Records to use.
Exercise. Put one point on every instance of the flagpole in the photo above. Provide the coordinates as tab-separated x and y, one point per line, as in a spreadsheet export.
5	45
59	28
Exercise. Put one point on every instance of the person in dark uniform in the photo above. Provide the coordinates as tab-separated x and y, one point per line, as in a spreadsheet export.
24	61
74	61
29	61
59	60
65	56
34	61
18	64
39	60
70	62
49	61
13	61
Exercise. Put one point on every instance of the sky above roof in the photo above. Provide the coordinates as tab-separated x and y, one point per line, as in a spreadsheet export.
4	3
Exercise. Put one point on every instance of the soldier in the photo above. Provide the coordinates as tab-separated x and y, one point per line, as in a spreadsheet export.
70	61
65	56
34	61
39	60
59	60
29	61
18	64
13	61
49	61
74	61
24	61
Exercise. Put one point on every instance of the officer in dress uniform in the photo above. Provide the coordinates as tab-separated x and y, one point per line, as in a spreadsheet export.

--

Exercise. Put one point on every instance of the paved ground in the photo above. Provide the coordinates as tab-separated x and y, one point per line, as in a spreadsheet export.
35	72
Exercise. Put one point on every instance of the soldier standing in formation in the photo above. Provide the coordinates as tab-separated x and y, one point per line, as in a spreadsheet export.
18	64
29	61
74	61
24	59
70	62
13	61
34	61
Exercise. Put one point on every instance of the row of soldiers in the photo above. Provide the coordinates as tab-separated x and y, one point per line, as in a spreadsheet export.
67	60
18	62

What is needed.
The required output is the stretch of entries above from the line containing "Exercise. Put one point on every instance of the sky" through the line containing "Exercise. Put one point on every instance of the officer", reproduced exactly.

Exercise output.
Exercise. Put one point on every instance of the sky above roof in the photo above. Provide the coordinates as tab-separated x and y, one point per line, as in a spreadsheet export.
4	3
Exercise. Put one point on every instance of the soldier in the photo above. Provide the coordinates as tab-separated x and y, one point per line, as in a spreadsheet export.
70	61
65	56
34	61
39	60
59	60
29	61
18	64
13	61
49	61
74	61
24	61
Exercise. Put one point on every instance of the officer in dress uniform in the photo above. Provide the coordinates as tab-separated x and y, one point per line, as in a spreadsheet export.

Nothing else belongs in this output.